(Natural language region descriptions)
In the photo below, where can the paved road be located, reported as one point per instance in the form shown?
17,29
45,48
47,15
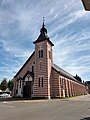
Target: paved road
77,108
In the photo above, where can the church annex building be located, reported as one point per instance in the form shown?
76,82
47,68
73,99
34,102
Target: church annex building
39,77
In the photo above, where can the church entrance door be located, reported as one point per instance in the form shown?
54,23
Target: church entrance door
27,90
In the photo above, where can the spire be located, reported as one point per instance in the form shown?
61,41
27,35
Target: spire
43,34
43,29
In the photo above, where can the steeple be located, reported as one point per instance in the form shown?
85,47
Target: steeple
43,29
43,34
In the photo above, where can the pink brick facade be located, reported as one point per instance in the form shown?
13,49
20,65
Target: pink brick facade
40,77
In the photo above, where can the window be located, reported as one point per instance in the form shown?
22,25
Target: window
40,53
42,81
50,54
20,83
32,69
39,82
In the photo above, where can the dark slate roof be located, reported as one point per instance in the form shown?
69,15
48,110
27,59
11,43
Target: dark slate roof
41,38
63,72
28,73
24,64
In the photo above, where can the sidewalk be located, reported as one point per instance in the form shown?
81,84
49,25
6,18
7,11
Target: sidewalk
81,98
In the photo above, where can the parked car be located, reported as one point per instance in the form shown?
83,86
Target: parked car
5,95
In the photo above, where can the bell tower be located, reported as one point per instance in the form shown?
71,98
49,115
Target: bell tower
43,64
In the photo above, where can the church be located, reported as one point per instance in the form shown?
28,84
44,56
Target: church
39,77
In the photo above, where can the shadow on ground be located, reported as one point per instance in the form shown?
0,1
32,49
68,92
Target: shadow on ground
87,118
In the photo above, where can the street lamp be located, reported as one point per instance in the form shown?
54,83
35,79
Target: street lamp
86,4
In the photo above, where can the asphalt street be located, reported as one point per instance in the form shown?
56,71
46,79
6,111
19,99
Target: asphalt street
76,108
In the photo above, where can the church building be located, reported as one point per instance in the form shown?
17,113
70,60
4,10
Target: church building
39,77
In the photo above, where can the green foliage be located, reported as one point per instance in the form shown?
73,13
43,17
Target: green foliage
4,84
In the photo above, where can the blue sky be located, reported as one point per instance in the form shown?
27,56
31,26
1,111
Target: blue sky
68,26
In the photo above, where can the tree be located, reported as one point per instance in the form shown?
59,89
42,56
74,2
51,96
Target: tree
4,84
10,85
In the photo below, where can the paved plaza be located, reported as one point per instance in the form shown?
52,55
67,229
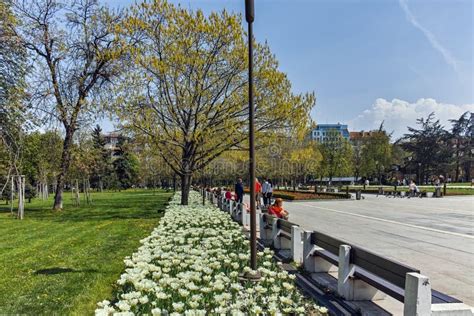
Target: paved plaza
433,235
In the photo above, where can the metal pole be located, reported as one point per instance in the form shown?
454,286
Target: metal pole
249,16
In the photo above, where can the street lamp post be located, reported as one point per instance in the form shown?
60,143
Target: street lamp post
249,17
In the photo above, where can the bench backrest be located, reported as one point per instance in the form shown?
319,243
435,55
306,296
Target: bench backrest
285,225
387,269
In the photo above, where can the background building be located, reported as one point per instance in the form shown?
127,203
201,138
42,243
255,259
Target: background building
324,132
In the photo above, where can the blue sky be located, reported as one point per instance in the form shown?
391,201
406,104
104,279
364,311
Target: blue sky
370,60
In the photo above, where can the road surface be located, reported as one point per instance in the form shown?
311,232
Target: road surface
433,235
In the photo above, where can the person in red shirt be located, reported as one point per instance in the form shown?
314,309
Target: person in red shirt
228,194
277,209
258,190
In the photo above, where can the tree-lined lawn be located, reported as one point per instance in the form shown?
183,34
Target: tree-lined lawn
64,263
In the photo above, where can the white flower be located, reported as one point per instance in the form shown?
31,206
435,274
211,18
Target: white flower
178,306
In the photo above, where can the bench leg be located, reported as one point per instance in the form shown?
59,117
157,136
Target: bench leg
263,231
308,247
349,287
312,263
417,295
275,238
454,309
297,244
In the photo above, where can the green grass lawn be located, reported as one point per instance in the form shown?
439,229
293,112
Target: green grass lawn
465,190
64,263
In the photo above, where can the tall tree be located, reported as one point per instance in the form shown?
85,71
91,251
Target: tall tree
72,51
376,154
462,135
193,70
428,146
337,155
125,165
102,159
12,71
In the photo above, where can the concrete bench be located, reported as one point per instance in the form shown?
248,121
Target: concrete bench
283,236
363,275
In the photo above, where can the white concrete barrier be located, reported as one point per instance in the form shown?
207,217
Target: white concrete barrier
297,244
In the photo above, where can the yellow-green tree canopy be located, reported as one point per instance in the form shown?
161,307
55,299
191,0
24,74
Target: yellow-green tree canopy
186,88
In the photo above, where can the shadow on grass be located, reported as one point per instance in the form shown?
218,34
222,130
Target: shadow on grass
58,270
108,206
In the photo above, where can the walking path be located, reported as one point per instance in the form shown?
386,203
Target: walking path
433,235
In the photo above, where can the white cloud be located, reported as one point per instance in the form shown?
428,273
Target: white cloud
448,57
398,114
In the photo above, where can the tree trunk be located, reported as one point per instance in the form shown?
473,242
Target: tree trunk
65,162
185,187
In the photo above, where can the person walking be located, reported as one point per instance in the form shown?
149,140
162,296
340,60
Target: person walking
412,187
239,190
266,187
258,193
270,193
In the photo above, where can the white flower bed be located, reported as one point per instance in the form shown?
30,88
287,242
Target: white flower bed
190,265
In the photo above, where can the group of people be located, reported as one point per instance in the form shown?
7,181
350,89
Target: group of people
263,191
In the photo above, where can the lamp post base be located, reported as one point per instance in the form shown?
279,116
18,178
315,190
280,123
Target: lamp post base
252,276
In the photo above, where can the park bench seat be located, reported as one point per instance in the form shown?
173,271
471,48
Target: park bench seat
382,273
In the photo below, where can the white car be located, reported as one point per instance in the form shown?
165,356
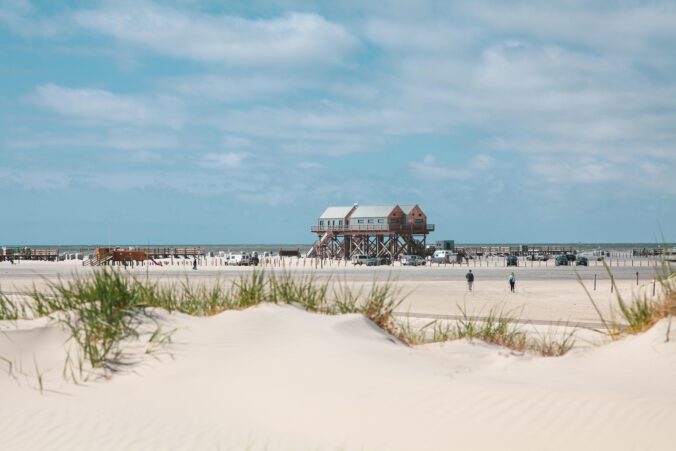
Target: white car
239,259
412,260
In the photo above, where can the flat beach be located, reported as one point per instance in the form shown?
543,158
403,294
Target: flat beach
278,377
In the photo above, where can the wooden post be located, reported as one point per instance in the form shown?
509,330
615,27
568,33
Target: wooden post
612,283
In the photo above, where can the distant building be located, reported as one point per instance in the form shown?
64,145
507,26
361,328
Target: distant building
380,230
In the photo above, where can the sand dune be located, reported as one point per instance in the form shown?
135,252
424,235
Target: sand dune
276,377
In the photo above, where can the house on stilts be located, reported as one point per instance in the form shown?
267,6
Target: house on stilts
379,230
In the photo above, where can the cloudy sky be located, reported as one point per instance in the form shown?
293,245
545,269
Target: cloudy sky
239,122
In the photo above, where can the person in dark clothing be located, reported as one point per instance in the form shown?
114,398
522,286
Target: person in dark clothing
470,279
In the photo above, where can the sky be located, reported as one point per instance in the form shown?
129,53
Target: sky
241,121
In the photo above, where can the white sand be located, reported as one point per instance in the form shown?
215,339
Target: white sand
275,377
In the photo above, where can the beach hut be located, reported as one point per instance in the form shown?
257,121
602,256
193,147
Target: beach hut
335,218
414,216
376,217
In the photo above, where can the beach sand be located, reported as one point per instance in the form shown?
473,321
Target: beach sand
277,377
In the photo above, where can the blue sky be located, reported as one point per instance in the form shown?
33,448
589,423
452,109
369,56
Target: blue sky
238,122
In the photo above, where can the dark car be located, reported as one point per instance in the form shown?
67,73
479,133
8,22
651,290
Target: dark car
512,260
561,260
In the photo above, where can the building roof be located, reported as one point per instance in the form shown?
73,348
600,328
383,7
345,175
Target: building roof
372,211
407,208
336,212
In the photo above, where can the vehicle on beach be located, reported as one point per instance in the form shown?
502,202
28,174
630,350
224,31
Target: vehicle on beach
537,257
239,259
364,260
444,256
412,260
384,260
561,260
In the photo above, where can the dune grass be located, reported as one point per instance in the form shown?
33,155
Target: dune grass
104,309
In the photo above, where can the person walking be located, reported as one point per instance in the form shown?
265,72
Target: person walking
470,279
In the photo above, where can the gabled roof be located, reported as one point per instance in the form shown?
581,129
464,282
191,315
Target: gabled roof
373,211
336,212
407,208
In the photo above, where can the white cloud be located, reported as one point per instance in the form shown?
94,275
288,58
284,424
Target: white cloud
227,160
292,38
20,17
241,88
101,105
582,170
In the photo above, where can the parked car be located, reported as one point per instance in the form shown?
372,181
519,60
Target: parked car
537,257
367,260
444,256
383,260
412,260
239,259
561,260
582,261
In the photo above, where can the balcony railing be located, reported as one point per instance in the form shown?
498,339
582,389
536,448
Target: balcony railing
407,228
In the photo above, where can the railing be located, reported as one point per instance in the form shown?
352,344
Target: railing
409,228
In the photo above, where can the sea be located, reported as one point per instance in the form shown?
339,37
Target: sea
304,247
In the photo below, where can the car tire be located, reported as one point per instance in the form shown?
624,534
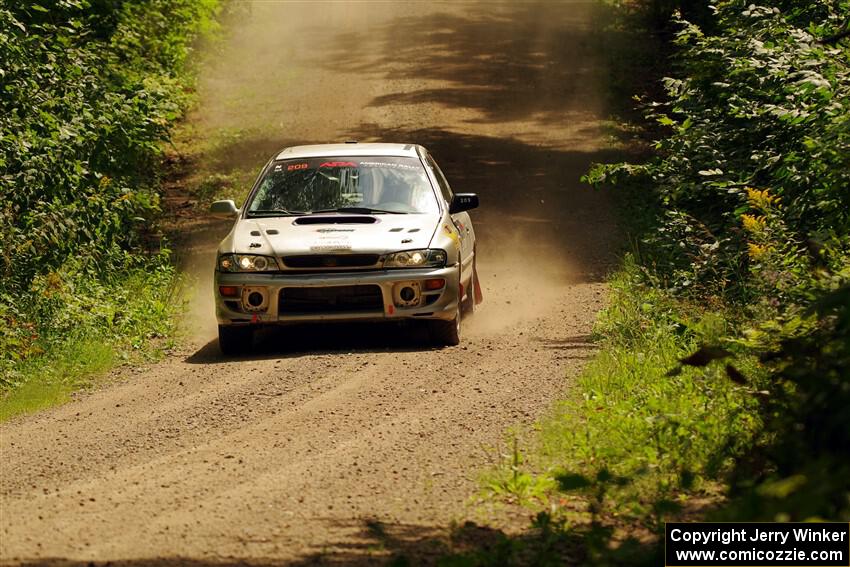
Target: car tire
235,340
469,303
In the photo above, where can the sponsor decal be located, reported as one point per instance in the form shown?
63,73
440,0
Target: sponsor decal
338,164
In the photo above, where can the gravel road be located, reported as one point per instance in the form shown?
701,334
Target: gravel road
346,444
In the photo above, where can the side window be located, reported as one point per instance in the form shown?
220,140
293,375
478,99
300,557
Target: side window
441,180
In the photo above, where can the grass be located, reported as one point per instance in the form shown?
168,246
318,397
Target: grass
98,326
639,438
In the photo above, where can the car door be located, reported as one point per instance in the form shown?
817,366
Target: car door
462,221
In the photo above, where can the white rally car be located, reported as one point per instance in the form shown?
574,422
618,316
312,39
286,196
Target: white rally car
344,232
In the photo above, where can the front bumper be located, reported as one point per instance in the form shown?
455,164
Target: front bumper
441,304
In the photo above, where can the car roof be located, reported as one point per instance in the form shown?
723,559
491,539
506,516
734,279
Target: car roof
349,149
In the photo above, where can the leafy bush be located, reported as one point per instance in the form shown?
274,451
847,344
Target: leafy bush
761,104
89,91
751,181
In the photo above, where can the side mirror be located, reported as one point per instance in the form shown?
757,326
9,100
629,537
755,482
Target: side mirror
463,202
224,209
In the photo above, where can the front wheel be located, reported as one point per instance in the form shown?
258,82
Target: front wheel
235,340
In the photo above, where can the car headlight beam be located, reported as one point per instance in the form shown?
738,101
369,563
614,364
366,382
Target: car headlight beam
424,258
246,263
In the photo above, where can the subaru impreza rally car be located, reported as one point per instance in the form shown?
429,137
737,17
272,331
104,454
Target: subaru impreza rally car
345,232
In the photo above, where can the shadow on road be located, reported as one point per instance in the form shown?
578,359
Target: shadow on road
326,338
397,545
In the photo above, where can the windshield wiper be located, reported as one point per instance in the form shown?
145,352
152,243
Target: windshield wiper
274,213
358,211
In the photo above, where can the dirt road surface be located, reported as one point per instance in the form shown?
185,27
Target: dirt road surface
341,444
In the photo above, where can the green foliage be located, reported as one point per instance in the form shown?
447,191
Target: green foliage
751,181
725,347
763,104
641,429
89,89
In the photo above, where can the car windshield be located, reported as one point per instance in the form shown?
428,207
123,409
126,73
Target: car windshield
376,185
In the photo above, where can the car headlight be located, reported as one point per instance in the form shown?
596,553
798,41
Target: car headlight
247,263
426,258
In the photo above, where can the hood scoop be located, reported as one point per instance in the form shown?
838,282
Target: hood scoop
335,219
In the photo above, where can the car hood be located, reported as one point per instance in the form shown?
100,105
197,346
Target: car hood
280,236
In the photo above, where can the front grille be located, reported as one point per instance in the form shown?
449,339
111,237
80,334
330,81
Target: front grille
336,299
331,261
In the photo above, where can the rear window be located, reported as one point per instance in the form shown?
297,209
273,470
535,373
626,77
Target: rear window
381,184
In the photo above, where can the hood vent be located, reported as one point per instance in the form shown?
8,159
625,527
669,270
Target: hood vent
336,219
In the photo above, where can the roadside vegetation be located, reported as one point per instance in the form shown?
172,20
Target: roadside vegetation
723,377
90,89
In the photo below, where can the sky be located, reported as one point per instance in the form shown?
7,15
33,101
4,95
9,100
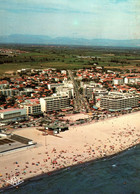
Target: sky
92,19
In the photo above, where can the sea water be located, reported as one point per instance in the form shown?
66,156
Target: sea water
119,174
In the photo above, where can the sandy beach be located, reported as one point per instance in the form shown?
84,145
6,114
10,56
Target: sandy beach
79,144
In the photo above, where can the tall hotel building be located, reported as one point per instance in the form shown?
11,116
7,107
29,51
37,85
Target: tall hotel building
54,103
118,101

ACTIVITY:
Copy out, from the records above, every line that holds the string "below".

TASK RESULT:
In the photo below, where can the paved road be located, reported as one point per instance in the form shown?
In the photo below, where can the paved plaza be located, reported as one point per instance in the form shown?
In the photo below, where can the white car be located, reported as one point per instance in the form shown?
In the photo below, where can the car tire be located, reported as one point per instance in the form shown?
In the photo below, where can the sky be located, reported as one point per instance in the form shown?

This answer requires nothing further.